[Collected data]
================

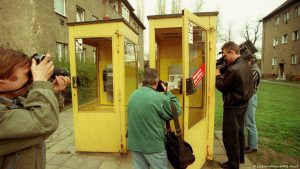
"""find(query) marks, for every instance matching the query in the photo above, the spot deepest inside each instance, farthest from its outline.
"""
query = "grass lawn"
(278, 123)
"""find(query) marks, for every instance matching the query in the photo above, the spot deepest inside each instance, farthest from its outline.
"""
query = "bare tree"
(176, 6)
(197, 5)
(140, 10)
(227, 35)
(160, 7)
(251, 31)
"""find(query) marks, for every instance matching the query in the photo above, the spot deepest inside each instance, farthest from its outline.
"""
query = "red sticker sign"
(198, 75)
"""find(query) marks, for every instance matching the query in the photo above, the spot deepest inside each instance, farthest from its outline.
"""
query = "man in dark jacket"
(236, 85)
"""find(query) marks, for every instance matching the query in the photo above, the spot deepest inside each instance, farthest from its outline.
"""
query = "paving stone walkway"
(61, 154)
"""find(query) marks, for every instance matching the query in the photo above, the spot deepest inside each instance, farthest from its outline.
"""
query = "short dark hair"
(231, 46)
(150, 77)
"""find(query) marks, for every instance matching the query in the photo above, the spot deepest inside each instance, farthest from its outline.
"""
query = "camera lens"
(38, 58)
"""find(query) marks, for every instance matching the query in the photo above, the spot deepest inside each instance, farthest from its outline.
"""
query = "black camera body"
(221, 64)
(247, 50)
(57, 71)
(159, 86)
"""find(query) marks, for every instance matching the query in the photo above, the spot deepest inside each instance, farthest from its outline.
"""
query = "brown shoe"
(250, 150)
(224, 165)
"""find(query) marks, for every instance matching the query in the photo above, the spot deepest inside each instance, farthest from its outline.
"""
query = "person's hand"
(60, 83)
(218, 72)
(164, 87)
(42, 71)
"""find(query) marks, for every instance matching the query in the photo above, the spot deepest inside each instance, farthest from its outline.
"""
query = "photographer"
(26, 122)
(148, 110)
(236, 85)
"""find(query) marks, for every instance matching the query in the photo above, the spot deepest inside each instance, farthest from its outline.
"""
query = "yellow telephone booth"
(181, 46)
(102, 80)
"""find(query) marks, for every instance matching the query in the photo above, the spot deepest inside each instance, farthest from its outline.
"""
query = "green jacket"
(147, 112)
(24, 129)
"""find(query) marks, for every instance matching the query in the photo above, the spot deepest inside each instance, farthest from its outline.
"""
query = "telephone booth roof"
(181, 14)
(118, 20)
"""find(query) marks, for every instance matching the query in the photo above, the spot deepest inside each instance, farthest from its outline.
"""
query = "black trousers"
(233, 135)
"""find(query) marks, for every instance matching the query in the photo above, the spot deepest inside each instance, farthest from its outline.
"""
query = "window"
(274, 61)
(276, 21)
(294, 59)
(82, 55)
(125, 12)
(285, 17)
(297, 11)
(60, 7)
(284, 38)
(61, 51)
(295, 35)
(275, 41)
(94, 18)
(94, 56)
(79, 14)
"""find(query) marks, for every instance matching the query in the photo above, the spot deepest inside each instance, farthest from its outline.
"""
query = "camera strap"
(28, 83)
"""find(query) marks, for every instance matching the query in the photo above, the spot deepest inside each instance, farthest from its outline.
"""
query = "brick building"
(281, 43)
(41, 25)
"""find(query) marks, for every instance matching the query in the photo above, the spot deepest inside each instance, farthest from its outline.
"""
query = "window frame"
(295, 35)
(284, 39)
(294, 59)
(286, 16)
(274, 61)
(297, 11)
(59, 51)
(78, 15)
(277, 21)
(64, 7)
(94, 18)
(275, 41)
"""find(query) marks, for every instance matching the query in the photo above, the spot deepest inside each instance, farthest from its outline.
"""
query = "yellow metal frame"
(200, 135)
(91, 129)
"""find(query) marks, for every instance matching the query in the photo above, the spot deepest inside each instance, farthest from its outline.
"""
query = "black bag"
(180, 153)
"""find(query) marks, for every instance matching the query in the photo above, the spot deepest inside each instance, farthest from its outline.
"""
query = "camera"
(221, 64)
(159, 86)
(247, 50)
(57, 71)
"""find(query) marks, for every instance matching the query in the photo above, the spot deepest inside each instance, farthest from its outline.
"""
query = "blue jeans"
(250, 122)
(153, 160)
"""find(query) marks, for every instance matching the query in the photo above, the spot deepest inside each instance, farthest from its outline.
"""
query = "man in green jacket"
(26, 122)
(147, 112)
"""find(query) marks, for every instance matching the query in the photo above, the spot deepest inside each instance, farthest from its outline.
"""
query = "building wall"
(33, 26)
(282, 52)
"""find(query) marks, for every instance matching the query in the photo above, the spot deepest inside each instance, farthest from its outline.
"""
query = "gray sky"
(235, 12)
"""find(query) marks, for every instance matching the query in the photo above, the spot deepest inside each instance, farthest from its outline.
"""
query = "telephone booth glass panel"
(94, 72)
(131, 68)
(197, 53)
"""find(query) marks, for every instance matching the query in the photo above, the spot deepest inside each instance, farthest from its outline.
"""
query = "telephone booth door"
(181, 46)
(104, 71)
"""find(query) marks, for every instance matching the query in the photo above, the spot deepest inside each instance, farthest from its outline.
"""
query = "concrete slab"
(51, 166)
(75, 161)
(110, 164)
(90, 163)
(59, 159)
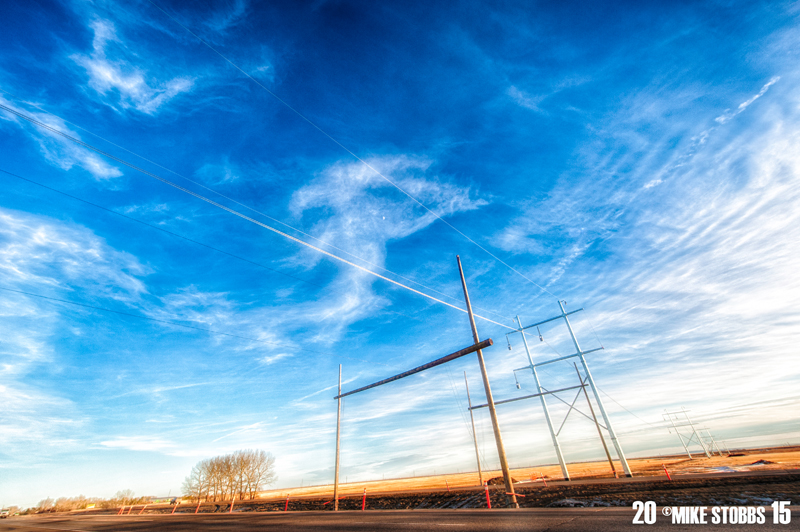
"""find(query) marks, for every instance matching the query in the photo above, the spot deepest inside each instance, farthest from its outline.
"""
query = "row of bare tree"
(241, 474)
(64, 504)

================

▸ PROBLEM STATEMENT
From the items above, pick out and copy every line that contains the word "dark".

▸ FULL OUTPUT
query = "man in dark jacket"
query = "short dark hair"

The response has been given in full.